- [What is needed]:
Reproduce each of the following records word for word.

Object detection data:
* start *
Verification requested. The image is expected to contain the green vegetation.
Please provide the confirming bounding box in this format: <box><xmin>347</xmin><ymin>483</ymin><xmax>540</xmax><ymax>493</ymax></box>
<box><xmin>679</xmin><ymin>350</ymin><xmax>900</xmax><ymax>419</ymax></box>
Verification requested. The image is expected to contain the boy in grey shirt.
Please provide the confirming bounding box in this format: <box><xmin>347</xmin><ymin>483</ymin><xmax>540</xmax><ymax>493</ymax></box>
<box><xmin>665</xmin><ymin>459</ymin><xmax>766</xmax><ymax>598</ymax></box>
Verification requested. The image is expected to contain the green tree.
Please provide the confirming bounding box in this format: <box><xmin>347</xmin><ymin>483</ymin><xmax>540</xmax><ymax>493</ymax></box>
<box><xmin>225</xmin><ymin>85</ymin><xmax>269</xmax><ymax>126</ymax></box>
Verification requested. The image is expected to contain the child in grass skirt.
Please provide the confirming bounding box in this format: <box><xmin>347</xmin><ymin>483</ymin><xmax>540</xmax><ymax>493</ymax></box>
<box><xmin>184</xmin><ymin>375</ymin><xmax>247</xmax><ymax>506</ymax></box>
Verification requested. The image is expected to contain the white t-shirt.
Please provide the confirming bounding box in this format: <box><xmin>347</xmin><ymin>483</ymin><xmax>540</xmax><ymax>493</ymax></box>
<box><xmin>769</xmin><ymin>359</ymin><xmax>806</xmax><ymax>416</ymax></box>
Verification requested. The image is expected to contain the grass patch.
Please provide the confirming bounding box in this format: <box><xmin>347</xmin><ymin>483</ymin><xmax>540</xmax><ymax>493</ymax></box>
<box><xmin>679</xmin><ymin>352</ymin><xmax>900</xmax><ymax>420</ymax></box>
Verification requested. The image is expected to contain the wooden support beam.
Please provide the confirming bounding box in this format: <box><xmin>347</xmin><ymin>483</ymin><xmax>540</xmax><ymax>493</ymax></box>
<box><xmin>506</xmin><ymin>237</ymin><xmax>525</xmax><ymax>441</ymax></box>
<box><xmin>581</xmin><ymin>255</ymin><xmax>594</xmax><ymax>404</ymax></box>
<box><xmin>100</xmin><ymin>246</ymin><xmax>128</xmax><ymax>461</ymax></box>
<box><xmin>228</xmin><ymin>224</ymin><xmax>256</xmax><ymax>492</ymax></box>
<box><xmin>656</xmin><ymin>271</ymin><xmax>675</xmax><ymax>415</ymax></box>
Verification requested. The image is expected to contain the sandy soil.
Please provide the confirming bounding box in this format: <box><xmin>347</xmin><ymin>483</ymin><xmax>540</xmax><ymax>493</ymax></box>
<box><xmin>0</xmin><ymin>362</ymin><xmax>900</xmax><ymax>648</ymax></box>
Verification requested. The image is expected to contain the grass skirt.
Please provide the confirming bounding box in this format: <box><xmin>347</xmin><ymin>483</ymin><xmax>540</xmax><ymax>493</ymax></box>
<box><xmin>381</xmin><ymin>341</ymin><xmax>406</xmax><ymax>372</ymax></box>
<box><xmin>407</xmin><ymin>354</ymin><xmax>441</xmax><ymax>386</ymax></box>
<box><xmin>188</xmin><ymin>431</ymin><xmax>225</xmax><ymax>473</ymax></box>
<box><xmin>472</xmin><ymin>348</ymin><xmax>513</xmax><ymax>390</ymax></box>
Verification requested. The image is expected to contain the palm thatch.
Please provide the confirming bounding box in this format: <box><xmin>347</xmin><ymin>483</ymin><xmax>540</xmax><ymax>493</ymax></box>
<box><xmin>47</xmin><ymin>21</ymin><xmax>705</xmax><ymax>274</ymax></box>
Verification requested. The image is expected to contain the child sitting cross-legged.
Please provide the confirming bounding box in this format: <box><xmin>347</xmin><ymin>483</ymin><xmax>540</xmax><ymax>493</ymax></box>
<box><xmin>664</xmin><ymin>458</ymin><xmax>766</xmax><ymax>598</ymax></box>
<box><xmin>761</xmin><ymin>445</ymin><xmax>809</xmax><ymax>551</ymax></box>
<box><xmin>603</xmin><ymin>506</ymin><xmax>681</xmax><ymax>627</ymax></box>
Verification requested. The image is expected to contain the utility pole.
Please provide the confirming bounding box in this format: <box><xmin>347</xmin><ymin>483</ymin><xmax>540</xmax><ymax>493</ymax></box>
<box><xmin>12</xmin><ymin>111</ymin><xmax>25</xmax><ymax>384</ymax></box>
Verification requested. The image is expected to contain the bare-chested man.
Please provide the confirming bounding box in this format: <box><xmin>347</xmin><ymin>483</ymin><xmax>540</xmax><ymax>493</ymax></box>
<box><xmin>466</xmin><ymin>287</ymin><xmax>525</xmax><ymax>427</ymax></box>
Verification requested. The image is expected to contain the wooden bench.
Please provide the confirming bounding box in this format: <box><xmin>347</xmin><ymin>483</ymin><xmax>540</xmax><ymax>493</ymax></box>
* end *
- [Finished answer]:
Verification requested. The image is expected to contain the green vegetation.
Please provide the confirming bounding box in this format: <box><xmin>347</xmin><ymin>483</ymin><xmax>540</xmax><ymax>493</ymax></box>
<box><xmin>679</xmin><ymin>350</ymin><xmax>900</xmax><ymax>419</ymax></box>
Verification requested. The image is expected to contain the boy in grey shirt.
Please provide the confirming bounding box in this format: <box><xmin>347</xmin><ymin>483</ymin><xmax>540</xmax><ymax>493</ymax></box>
<box><xmin>665</xmin><ymin>459</ymin><xmax>766</xmax><ymax>598</ymax></box>
Verification requested. The image is expected to contain the green tree.
Please provide the confirming bounding box in this format: <box><xmin>347</xmin><ymin>483</ymin><xmax>540</xmax><ymax>493</ymax></box>
<box><xmin>225</xmin><ymin>85</ymin><xmax>269</xmax><ymax>126</ymax></box>
Verification requested. The image is expected to contain the child in grass skirt.
Please provide the confirming bounding box in this format: <box><xmin>347</xmin><ymin>483</ymin><xmax>540</xmax><ymax>493</ymax></box>
<box><xmin>184</xmin><ymin>375</ymin><xmax>247</xmax><ymax>506</ymax></box>
Verification requested. The image is expected to contain the white t-shirt.
Please provide the confirming bounding box in this format: <box><xmin>347</xmin><ymin>483</ymin><xmax>540</xmax><ymax>493</ymax></box>
<box><xmin>769</xmin><ymin>359</ymin><xmax>806</xmax><ymax>416</ymax></box>
Verification requested. The image is expected to contain the grass patch.
Please provide the confirming bounding box in this format: <box><xmin>347</xmin><ymin>483</ymin><xmax>540</xmax><ymax>493</ymax></box>
<box><xmin>679</xmin><ymin>352</ymin><xmax>900</xmax><ymax>420</ymax></box>
Verification requested. The image is expected to contain the wooden support beam.
Please provide the confirming bounding box in this format: <box><xmin>347</xmin><ymin>483</ymin><xmax>540</xmax><ymax>493</ymax></box>
<box><xmin>506</xmin><ymin>237</ymin><xmax>525</xmax><ymax>441</ymax></box>
<box><xmin>581</xmin><ymin>255</ymin><xmax>594</xmax><ymax>404</ymax></box>
<box><xmin>100</xmin><ymin>246</ymin><xmax>128</xmax><ymax>461</ymax></box>
<box><xmin>228</xmin><ymin>224</ymin><xmax>256</xmax><ymax>492</ymax></box>
<box><xmin>656</xmin><ymin>271</ymin><xmax>675</xmax><ymax>415</ymax></box>
Verification requested. The image is expected to contain the sandy soil.
Please provide the confirming bounding box in this format: <box><xmin>347</xmin><ymin>483</ymin><xmax>540</xmax><ymax>493</ymax></box>
<box><xmin>0</xmin><ymin>362</ymin><xmax>900</xmax><ymax>648</ymax></box>
Verification requested. The image is expected to contain the grass skirt.
Please provide the confirming bounding box in this format: <box><xmin>347</xmin><ymin>483</ymin><xmax>540</xmax><ymax>493</ymax></box>
<box><xmin>381</xmin><ymin>341</ymin><xmax>406</xmax><ymax>372</ymax></box>
<box><xmin>407</xmin><ymin>354</ymin><xmax>441</xmax><ymax>386</ymax></box>
<box><xmin>188</xmin><ymin>431</ymin><xmax>225</xmax><ymax>473</ymax></box>
<box><xmin>472</xmin><ymin>348</ymin><xmax>513</xmax><ymax>390</ymax></box>
Verification requested. The image is expected to contain the palm thatch.
Please provide the confirming bounding box in this format: <box><xmin>347</xmin><ymin>483</ymin><xmax>540</xmax><ymax>493</ymax></box>
<box><xmin>47</xmin><ymin>21</ymin><xmax>705</xmax><ymax>274</ymax></box>
Verification requested. The image is expected to contain the child sitting cross-legged.
Please provide the confirming bounding box in this format: <box><xmin>347</xmin><ymin>483</ymin><xmax>540</xmax><ymax>493</ymax></box>
<box><xmin>664</xmin><ymin>458</ymin><xmax>766</xmax><ymax>598</ymax></box>
<box><xmin>761</xmin><ymin>445</ymin><xmax>809</xmax><ymax>551</ymax></box>
<box><xmin>603</xmin><ymin>506</ymin><xmax>681</xmax><ymax>627</ymax></box>
Verification requested. The image is expected to contain the utility pole.
Please provide the confirming bounding box in this format: <box><xmin>347</xmin><ymin>483</ymin><xmax>540</xmax><ymax>493</ymax></box>
<box><xmin>12</xmin><ymin>111</ymin><xmax>25</xmax><ymax>384</ymax></box>
Verification requested. The image is expected to contain the bare-chested man.
Please provide the confirming bounding box in this format: <box><xmin>347</xmin><ymin>483</ymin><xmax>540</xmax><ymax>493</ymax></box>
<box><xmin>466</xmin><ymin>287</ymin><xmax>525</xmax><ymax>427</ymax></box>
Verification requested. The image is expected to contain the wooden bench.
Please provide the confirming bounding box in this format: <box><xmin>347</xmin><ymin>483</ymin><xmax>540</xmax><ymax>493</ymax></box>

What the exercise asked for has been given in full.